Finding out you are insulin resistant doesn't mean much unless you understand what that implies, and how it effects your health.
Insulin resistance is an issue with hormone signaling in your body, and the bottom line is that if the condition is ignored, it can develop into metabolic syndrome, pre diabetes, and finally type 2 diabetes.
The insulin resistant condition is rooted in the metabolic effects of a high carb diet in combination with a lack of exercise. Weight gain is a symptom of insulin resistance, rather than a cause.
Carbohydrates are foods which contain either some form of sugar or starch, or both. For instance, orange juice is full of fructose, a type of sugar, and white potatoes contain large amounts of starch. Both types of carbohydrate are broken down in the body into glucose, a simple sugar, which your cells can use for energy to do all the things that cells do.
To control the flow of glucose in your body, your pancreas releases a powerful hormone called insulin.
Insulin acts to quickly remove the glucose from the bloodstream into your cells where it can be burned or stored. But there's a catch.
To get the glucose into the cells, the cell's glucose "storage tanks" have to be empty. This is logical when you think about it. Imagine what would happen if you tried to fill up your car's gas tank if it were already full.
And just like running a car burns up gasoline, when a person exercises, the glucose which is already in the glucose tanks get used.
Now there is room for insulin to push the glucose made from the last meal into the muscle cell for fuel. If a person exercises frequently, lots of carbohydrates can be eaten without impacting blood glucose levels very much.
The carbs instead act as a quick source of fuel. This is why professional athletes, who may exercise for 6 hours a day, are coached to eat a lot of carbohydrates.

_ _ _

• Required actions
A: Answer these questions using the passage on insulin resistance.
(i) Does the passage call weight gain a symptom or a cause of insulin resistance?
(ii) What hormone does the pancreas release to control the flow of glucose?
(iii) What type of carbohydrate do white potatoes contain in large amounts?
B: Carry on the passage about insulin resistance, picking up right after its final sentence.

_ _ _

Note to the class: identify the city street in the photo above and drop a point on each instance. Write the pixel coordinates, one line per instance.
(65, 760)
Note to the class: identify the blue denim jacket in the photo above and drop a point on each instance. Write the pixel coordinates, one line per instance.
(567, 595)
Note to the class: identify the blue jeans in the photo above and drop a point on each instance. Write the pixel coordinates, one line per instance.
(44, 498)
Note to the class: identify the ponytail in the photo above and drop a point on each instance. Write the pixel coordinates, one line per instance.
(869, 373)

_ _ _

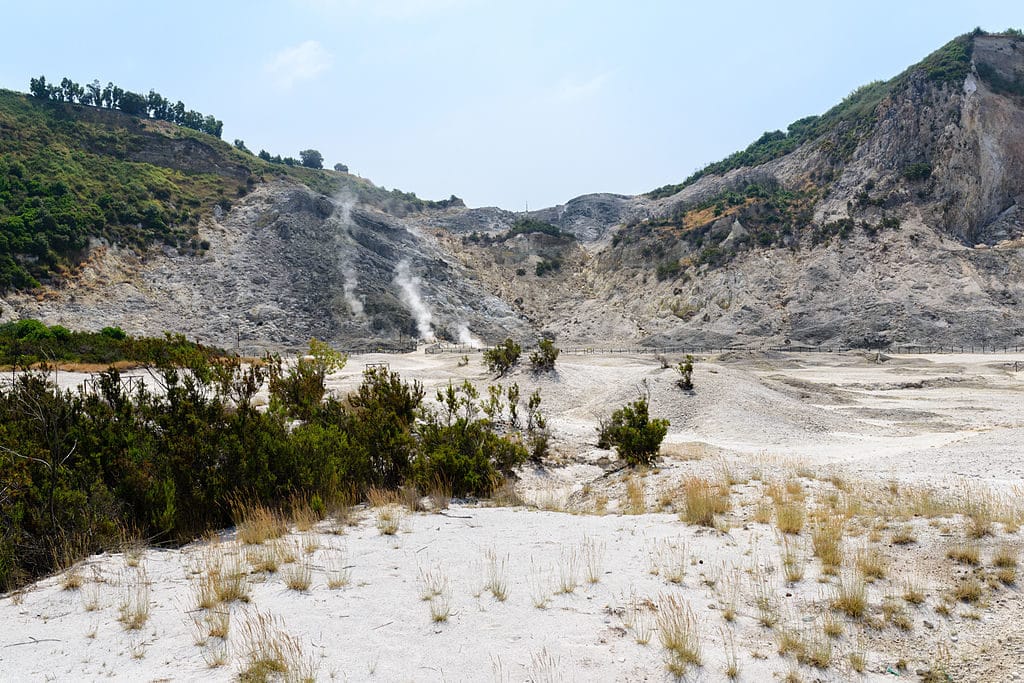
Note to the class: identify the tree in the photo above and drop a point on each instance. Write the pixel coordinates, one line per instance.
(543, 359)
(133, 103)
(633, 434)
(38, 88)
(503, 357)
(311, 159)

_ _ _

• Expected outputs
A:
(i) A symptom.
(ii) Insulin.
(iii) Starch.

B:
For us regular folk who might sit at a desk 8 hours a day, any extra glucose which hasn't been utilized gets shunted off to the liver and be transformed and stored as body fat.
As you can now understand, when a regular person consumes a daily diet high in carbohydrates while avoiding exercise, excess glucose is created, and it still has no place to go. In response, the body releases more and more insulin to get the liver to metabolize the glucose into more fat for storage.
Eventually, the liver, muscles and fat tissue are so stuffed, they can't take any more. They put up a big stop sign to insulin, and the glucose is left in the blood stream with no place to go. The person's baseline blood sugars go up, their blood sugars stay high even when no food is eaten, and eventually the person is diagnosed as insulin resistant.
Some doctors diagnose the patient has having metabolic syndrome. Either way, the risk of developing pre diabetes or Type 2 diabetes now increases dramatically.
You can find out whether you have insulin resistance or prediabetes by checking out the symptoms on my pre diabetes symptoms list. If you have more than 3 or 4 of those symptoms, it might be time to make some dietary changes. And if you've been diagnosed as insulin resistant or as having metabolic syndrome, you can do something about it.
Use what you learn on my ketogenic diet plan page to lower the amount of carbohydrate that you eat in each meal. In addition, add a weekly or daily exercise program to your life. Even a simple exercise like walking several times a week can help reduce insulin resistance. For quicker results, look into high intensity interval training.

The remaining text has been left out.